PAGE TEXT
'''

In 2009, a new A/H1N1 influenza virus was discovered to be spreading in North America. In June 2009, the WHO declared the A/H1N1 influenza a pandemic. The National Institute for Health and Care Excellence (NICE), the US Centers for Disease Control and Prevention (CDC), the WHO, and the European Centre for Disease Prevention and Control (ECDC) maintained their recommendation to use oseltamivir.

From 2010 to 2012, Cochrane requested Roche's full clinical study reports of their trials, which they did not provide. In 2011, a freedom of information request to the European Medicines Agency (EMA) provided Cochrane with reports from 16 Roche oseltamivir trials. In 2012, the Cochrane team published an interim review based on those reports. In 2013, Roche released 74 full clinical study reports of oseltamivir trials after GSK released the data on zanamivir studies. In 2014, Cochrane published an updated review based solely on full clinical study reports and regulatory documents. In 2016, Roche's oseltamivir patents began to expire.

== Veterinary use ==
In 2010 it was reported that oseltamivir reduced disease severity and hospitalization time in canine parvovirus infection. The drug may limit the ability of the virus to invade the crypt cells of the small intestine and decrease gastrointestinal bacterial colonization and toxin production.

==Research==
Oseltamivir has been deemed ineffective at treating COVID-19, consistent with the SARS-CoV-2 virus lacking influenza's neuraminidase enzyme.

'''

INPUT DATA
'''

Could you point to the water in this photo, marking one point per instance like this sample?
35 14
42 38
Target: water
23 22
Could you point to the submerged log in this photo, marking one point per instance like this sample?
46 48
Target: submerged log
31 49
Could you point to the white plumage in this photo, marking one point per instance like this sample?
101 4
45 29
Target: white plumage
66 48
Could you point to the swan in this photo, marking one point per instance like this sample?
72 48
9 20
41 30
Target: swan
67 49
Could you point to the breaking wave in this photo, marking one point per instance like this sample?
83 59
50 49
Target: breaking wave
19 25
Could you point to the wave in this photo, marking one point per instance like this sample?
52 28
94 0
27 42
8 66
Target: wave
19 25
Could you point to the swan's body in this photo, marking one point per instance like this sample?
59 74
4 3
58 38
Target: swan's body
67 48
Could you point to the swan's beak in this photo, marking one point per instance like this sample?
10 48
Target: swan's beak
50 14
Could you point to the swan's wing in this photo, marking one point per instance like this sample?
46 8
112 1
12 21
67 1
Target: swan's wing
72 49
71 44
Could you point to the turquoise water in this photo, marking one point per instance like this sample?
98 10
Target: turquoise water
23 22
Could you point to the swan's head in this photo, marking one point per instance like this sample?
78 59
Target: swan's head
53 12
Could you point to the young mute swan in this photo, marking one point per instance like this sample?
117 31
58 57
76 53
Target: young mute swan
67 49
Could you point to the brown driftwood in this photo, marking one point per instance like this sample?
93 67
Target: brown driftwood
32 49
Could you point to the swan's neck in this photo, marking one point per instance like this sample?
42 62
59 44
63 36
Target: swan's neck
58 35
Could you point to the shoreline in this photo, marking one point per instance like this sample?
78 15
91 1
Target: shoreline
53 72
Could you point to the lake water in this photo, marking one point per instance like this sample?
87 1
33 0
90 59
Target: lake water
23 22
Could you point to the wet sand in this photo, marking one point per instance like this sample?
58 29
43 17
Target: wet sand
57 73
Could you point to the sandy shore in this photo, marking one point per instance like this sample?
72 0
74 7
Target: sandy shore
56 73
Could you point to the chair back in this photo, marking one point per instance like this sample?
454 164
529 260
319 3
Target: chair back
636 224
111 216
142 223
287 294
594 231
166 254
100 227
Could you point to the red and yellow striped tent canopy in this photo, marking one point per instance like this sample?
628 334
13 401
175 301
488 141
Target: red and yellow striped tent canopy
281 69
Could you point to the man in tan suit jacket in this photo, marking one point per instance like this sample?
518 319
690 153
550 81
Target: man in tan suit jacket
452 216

'''

WORK ORDER A
Reproduce word for word the part of the oseltamivir text that begins at "From 2010 to" and stops after "began to expire.".
WORK ORDER B
Turn the paragraph of the oseltamivir text starting "From 2010 to 2012" into a short dated list that keeps its main facts.
The material after the oseltamivir text is separate from it.

ANSWER BOX A
From 2010 to 2012, Cochrane requested Roche's full clinical study reports of their trials, which they did not provide. In 2011, a freedom of information request to the European Medicines Agency (EMA) provided Cochrane with reports from 16 Roche oseltamivir trials. In 2012, the Cochrane team published an interim review based on those reports. In 2013, Roche released 74 full clinical study reports of oseltamivir trials after GSK released the data on zanamivir studies. In 2014, Cochrane published an updated review based solely on full clinical study reports and regulatory documents. In 2016, Roche's oseltamivir patents began to expire.

ANSWER BOX B
- 2010–2012: Cochrane asked Roche for full clinical study reports of its trials, and Roche did not provide them.
- 2011: A freedom of information request to the EMA gave Cochrane reports from 16 Roche oseltamivir trials.
- 2012: Cochrane published an interim review based on those reports.
- 2013: After GSK released zanamivir study data, Roche released 74 full clinical study reports of oseltamivir trials.
- 2014: Cochrane published an updated review based only on full clinical study reports and regulatory documents.
- 2016: Roche's oseltamivir patents began to expire.